Excerto fornecido:
9 - Sendo a sentença do precedente processo ferida de um vício de essência, deve a mesma considerar-se como inexistente, à semelhança do que sucede quando uma decisão de um órgão administrativo versa actividade jurisdicional não incluída nos seus poderes.
Houve contra alegações nas quais se pugna pelo julgado.


II – Delimitação do objecto do recurso; questões a apreciar;

O objecto do recurso é delimitado pelas conclusões das alegações, nos termos dos artigos 660º, nº 2, 664º, 684º, nºs 3 e 4 e 690º, nº 1, todos do Código de Processo Civil (CPC).

A única questão suscitada pela Recorrente é a de saber se a sentença recorrida deve ser alterada, no sentido de se julgar procedente a excepção de caso julgado material.


Colhidos os vistos, cumpre decidir.


III – Fundamentos;

1. De facto;

A factualidade dada como assente é a seguinte:
1. A A. e o Réu marido foram entre si casados, uma vez que contraíram matrimónio canónico, devidamente transcrito, na igreja paroquial de Ronfe, no dia 16 de Fevereiro de 1969 – al. A) da matéria assente.
2. O seu matrimónio foi dissolvido por divórcio decretado por um Tribunal francês, país onde A. e Ré haviam fixado residência, o Tribunal de Grande Instância de Lion, conforme decisão revista e confirmada por Acórdão do Tribunal da Relação do Porto de 2 de Novembro de 1992, transitado em julgado em 19 de Novembro de 1992 – al. B) da matéria assente.
3. A. e Réu haviam sido casados no regime supletivo de comunhão de adquiridos, uma vez que nenhum haviam expressamente convencionado – al. C) da matéria assente.
4. Em 19 de Abril de 1994, o Réu viria a casar, segundo o regime da comunhão de adquiridos com a aqui Ré – al. D) da matéria assente.

Instruções da tarefa:
Consegue copiar, sem qualquer alteração, o trecho do excerto que vai desde "Colhidos os vistos, cumpre" até "A) da matéria assente.", inclusive?

Informação apresentada:
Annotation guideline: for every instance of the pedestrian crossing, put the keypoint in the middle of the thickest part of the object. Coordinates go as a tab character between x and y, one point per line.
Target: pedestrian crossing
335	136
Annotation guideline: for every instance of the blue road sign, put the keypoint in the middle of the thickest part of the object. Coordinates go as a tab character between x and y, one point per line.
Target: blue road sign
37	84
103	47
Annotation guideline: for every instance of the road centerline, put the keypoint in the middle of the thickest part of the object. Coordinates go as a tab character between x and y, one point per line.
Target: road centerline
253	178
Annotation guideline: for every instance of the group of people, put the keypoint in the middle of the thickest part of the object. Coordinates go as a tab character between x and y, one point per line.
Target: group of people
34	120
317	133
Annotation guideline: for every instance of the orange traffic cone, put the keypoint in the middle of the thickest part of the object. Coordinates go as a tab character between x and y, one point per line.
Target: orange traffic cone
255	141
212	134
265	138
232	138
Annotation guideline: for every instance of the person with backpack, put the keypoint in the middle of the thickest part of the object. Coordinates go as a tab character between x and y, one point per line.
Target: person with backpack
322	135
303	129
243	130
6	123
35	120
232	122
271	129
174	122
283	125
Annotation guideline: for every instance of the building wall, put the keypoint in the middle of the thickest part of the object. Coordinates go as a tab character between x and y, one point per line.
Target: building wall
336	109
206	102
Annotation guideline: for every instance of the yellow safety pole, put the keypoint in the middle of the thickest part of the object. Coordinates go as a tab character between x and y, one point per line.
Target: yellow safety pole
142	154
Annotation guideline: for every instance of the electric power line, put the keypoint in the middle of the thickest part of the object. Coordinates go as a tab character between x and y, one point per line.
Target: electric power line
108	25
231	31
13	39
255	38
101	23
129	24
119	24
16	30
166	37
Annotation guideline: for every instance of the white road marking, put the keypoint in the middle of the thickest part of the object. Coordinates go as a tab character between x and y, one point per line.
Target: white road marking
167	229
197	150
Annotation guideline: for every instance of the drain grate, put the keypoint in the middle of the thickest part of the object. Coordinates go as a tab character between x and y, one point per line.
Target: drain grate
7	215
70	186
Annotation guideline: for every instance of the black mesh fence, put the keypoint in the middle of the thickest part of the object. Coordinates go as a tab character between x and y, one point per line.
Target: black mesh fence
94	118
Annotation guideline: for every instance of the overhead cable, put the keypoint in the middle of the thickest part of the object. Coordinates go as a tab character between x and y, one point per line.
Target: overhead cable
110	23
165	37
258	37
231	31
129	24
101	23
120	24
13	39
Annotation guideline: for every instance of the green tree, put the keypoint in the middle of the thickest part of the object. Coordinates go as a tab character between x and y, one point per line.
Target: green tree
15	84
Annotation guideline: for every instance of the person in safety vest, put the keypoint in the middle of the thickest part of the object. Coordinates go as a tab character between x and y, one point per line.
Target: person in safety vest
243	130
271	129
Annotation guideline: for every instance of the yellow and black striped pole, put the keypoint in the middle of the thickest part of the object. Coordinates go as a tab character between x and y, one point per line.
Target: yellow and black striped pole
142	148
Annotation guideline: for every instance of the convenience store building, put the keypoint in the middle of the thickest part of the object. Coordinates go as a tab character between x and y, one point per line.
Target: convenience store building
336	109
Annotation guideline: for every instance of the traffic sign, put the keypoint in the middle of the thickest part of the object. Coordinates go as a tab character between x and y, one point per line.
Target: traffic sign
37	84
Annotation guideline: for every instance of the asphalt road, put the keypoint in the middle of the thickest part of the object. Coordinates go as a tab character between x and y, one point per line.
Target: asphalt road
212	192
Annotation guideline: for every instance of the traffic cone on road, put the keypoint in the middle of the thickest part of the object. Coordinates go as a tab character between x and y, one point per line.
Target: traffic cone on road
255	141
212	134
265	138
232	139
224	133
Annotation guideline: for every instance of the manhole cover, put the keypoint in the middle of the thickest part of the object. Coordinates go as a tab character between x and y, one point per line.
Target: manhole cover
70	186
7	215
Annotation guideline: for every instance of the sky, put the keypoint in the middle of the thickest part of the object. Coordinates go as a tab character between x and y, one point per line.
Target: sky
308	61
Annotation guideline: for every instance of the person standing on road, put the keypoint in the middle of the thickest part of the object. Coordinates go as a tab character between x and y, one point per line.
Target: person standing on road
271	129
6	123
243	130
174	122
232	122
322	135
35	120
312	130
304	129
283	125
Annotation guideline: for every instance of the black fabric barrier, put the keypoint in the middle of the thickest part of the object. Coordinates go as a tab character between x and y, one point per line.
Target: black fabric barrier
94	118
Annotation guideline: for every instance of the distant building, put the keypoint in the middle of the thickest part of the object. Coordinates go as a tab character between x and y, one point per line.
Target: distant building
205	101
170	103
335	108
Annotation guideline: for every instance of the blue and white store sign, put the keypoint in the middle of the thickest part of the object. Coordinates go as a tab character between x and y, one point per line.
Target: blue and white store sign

Resposta do exercício:
Colhidos os vistos, cumpre decidir.


III – Fundamentos;

1. De facto;

A factualidade dada como assente é a seguinte:
1. A A. e o Réu marido foram entre si casados, uma vez que contraíram matrimónio canónico, devidamente transcrito, na igreja paroquial de Ronfe, no dia 16 de Fevereiro de 1969 – al. A) da matéria assente.